**FRAGMENTO PROPORCIONADO:**
_ _ _ _ _
Tres trágicos incidentes en lugares tan distintos y distantes entre sí, como Baton Rouge, Saint Paul y Dallas, han puesto en evidencia lo frágil del tejido social estadounidense. Dos factores los hilvanan: el derecho a portar armas y la siempre complicada y tensa relación entre las policías y la comunidad afroamericana.

En Baton Rouge, en la sureña Luisiana, un vendedor ambulante fue reportado por presuntamente amenazar a alguien con un arma. Ningún testigo lo vio, ni el video tomado por un transeúnte lo muestra armado. No obstante, al llegar la policía y revisarlo, uno de los agentes grita que el sospechoso tiene una pistola, y acto seguido le disparan —y matan— al hombre tendido en el piso.

Muy al norte, en Saint Paul, Minnesota, un conductor es detenido por una patrulla por una infracción menor de tránsito. La acompañante del hombre, sospechando un posible acoso policiaco, decide filmar y narrar los sucesos para subirlos a Facebook. De repente, el conductor, quien ya advirtió al policía que está armado y que cuenta con un permiso para portar armas, es baleado al momento de tratar de mostrar su licencia. Muere en el asiento del vehículo mientras ella sigue filmando.

Los videos de ambos casos, fácilmente disponibles en redes sociales, son impactantes, estrujantes. No tan sorprendente, pues por desgracia es común, es que en los dos casos los fallecidos son negros, los policías que les disparan son blancos.
_ _ _ _ _
**MATERIAL PROPORCIONADO:**
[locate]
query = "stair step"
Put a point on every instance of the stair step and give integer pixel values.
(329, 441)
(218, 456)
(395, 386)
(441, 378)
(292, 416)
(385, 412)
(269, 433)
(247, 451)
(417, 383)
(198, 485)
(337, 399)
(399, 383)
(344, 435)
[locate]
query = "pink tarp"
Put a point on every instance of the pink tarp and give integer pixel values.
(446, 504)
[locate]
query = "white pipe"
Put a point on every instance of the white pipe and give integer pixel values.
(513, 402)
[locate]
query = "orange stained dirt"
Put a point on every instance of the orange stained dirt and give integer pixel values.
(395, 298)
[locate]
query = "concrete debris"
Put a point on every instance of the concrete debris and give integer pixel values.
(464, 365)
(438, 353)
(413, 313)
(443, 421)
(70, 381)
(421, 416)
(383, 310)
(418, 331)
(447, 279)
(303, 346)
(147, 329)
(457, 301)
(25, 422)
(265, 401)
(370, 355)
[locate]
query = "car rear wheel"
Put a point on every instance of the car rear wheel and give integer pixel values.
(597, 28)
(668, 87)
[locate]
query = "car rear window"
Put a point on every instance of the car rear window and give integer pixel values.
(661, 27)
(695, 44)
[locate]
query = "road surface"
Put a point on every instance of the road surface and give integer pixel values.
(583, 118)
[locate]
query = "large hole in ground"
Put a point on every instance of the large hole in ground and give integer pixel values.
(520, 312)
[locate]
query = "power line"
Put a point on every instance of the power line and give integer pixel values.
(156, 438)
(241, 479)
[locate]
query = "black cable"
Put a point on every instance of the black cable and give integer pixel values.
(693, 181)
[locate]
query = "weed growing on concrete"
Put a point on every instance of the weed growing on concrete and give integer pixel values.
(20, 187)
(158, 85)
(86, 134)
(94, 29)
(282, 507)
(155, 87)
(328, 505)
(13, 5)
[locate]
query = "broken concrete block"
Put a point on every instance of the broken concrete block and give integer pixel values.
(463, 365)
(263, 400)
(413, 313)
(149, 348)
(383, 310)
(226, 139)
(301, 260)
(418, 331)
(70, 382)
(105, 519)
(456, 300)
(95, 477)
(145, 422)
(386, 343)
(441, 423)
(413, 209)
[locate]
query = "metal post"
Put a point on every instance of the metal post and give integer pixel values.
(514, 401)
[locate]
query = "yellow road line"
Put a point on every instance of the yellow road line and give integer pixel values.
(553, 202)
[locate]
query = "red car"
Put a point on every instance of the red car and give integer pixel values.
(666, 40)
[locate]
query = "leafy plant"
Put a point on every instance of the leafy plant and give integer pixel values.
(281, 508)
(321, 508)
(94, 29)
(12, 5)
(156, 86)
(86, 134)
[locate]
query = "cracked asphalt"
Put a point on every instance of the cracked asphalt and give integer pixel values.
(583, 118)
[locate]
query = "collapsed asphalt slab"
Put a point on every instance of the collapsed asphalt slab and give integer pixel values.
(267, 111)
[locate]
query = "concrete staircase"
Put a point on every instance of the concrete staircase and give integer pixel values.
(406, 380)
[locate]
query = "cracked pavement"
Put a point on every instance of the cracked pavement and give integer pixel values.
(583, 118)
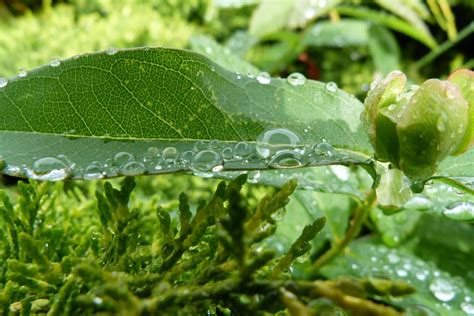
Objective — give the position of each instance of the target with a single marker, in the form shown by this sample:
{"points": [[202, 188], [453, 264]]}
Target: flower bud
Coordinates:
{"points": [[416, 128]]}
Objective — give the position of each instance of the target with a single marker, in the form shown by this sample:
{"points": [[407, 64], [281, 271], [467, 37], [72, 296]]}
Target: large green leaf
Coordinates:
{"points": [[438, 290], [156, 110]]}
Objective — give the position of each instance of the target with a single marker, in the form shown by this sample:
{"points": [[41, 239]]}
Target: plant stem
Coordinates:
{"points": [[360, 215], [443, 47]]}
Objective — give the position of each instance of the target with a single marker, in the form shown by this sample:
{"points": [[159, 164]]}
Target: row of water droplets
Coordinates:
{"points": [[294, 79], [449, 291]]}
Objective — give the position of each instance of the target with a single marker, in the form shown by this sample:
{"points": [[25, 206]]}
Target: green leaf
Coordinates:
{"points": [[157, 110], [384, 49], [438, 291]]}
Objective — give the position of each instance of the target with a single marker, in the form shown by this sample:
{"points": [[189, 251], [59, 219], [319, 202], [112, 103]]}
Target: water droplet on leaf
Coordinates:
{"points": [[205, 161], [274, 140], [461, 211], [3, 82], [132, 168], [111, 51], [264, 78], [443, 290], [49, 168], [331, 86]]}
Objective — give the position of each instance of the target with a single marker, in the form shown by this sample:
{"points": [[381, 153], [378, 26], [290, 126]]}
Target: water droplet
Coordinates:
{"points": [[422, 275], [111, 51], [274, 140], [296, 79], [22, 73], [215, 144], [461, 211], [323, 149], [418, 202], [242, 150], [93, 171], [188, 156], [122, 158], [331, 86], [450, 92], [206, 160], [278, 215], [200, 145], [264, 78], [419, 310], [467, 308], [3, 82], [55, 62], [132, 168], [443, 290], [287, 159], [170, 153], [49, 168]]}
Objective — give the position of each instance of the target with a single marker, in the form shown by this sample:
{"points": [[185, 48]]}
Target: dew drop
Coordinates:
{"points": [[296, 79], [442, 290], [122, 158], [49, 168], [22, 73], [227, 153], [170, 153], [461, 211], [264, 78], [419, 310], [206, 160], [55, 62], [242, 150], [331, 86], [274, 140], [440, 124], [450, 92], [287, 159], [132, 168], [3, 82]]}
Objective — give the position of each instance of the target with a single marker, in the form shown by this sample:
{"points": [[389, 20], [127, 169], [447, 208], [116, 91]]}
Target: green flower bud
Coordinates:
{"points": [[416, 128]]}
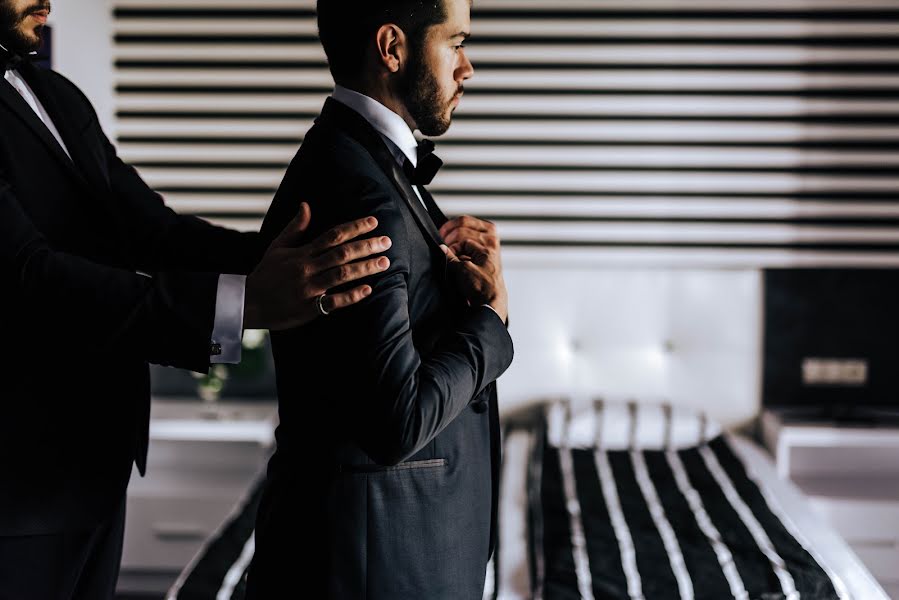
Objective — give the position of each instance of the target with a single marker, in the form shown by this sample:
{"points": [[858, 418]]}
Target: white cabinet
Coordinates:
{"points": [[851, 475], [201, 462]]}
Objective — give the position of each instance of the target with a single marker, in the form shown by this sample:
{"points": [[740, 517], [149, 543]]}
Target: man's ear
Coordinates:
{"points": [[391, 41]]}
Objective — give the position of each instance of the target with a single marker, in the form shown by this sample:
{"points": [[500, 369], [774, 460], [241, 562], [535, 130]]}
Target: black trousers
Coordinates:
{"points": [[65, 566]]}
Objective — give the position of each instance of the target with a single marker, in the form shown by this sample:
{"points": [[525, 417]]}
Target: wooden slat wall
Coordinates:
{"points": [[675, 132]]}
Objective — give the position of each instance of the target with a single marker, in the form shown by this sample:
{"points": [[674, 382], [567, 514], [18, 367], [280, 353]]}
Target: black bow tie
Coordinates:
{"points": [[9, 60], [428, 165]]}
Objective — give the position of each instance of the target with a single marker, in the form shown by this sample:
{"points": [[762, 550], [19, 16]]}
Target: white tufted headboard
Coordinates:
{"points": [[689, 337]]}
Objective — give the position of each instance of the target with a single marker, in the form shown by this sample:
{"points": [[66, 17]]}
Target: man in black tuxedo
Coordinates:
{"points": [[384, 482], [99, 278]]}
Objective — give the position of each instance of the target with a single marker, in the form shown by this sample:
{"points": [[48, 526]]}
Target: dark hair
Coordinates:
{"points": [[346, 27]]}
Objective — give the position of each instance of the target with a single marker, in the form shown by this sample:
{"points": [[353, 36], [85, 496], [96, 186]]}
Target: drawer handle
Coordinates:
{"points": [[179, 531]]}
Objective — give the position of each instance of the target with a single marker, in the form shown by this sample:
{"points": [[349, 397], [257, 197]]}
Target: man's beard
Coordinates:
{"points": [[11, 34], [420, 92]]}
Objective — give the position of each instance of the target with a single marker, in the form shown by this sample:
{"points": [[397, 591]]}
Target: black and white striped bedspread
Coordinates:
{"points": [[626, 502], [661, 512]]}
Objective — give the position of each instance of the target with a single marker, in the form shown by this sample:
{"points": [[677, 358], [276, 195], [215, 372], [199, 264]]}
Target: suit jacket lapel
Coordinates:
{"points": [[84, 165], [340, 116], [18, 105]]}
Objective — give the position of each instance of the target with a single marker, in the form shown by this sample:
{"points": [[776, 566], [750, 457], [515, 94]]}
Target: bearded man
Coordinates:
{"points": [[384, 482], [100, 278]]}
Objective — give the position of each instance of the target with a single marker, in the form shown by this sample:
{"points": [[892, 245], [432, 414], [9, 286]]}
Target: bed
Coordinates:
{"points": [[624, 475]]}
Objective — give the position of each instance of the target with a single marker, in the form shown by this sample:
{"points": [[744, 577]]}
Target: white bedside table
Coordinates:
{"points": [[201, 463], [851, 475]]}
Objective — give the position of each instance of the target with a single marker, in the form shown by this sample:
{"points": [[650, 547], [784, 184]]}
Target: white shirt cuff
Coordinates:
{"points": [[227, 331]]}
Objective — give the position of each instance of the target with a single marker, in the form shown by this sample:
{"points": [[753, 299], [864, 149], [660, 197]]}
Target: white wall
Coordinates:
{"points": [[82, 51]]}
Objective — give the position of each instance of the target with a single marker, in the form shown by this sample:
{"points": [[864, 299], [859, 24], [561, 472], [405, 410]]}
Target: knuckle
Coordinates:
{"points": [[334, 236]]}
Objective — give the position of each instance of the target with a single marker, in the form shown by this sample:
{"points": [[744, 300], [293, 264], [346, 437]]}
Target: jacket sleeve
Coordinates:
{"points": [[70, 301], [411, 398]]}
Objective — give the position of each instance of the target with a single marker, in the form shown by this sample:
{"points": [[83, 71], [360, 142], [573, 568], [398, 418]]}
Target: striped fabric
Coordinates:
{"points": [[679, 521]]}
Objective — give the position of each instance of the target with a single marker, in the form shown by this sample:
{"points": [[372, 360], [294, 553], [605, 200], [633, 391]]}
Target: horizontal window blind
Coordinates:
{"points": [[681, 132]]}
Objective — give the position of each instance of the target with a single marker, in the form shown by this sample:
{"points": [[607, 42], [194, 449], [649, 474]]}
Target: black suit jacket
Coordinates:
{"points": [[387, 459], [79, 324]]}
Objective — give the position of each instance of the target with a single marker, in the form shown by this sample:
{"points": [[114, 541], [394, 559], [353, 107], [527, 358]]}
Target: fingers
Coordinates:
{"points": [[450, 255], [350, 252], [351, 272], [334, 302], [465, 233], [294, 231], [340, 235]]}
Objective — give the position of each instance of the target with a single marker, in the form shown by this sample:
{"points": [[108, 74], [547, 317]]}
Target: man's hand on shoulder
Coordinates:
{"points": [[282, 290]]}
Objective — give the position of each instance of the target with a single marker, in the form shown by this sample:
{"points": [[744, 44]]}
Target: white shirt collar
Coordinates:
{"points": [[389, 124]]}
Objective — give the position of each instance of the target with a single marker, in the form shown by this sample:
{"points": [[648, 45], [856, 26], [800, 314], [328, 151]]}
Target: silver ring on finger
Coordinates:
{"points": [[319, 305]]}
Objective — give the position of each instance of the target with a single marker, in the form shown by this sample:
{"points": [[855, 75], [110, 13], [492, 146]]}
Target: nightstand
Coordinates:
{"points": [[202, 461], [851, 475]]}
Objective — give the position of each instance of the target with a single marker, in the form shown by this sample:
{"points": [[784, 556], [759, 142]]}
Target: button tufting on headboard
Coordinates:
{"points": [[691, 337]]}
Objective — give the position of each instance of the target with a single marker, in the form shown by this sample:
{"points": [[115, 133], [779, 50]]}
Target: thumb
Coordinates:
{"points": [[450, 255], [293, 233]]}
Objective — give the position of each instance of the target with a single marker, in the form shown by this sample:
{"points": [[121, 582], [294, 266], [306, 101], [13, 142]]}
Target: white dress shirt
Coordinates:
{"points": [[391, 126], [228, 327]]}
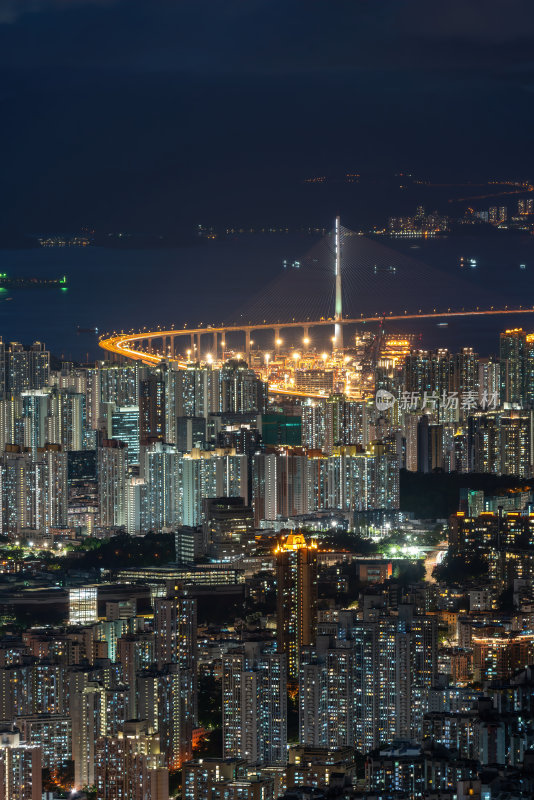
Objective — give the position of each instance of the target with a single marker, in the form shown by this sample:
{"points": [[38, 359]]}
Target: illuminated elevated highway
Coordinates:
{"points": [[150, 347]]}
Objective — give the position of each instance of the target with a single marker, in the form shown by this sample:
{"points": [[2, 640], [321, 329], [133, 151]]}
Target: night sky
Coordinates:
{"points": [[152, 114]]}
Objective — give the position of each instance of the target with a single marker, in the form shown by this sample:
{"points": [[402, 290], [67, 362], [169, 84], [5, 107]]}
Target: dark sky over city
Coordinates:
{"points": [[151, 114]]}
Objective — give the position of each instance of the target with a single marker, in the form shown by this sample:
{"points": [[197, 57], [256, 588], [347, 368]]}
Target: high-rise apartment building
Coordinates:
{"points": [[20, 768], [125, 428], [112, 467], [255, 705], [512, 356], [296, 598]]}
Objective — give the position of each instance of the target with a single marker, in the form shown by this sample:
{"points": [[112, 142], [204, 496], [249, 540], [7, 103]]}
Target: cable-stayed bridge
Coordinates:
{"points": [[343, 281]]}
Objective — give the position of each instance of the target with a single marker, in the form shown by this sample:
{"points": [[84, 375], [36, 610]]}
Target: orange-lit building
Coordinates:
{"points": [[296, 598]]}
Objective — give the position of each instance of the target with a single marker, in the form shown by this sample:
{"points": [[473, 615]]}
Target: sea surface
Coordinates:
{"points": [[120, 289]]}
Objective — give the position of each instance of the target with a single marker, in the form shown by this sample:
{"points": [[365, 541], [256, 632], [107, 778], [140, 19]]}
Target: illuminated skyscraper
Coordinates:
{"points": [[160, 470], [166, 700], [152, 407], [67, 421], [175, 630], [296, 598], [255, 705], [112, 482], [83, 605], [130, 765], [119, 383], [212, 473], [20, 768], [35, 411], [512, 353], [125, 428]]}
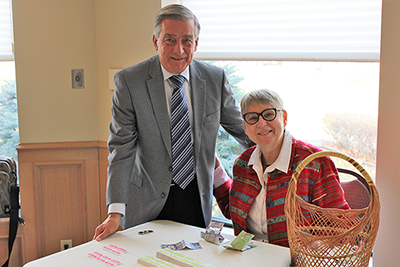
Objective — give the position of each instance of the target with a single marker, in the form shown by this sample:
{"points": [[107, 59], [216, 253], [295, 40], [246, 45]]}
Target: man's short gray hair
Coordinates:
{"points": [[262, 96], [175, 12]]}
_ _ _ _ _
**REQUISITOS:**
A: Según el fragmento, ¿qué dos factores vinculan los incidentes de Baton Rouge, Saint Paul y Dallas?
B: Devuelve del fragmento todo lo que va desde "Muy al norte, en" hasta "ella sigue filmando.", sin modificar nada.

**RESPUESTAS:**
A: El derecho a portar armas y la complicada y tensa relación entre las policías y la comunidad afroamericana.

B:
Muy al norte, en Saint Paul, Minnesota, un conductor es detenido por una patrulla por una infracción menor de tránsito. La acompañante del hombre, sospechando un posible acoso policiaco, decide filmar y narrar los sucesos para subirlos a Facebook. De repente, el conductor, quien ya advirtió al policía que está armado y que cuenta con un permiso para portar armas, es baleado al momento de tratar de mostrar su licencia. Muere en el asiento del vehículo mientras ella sigue filmando.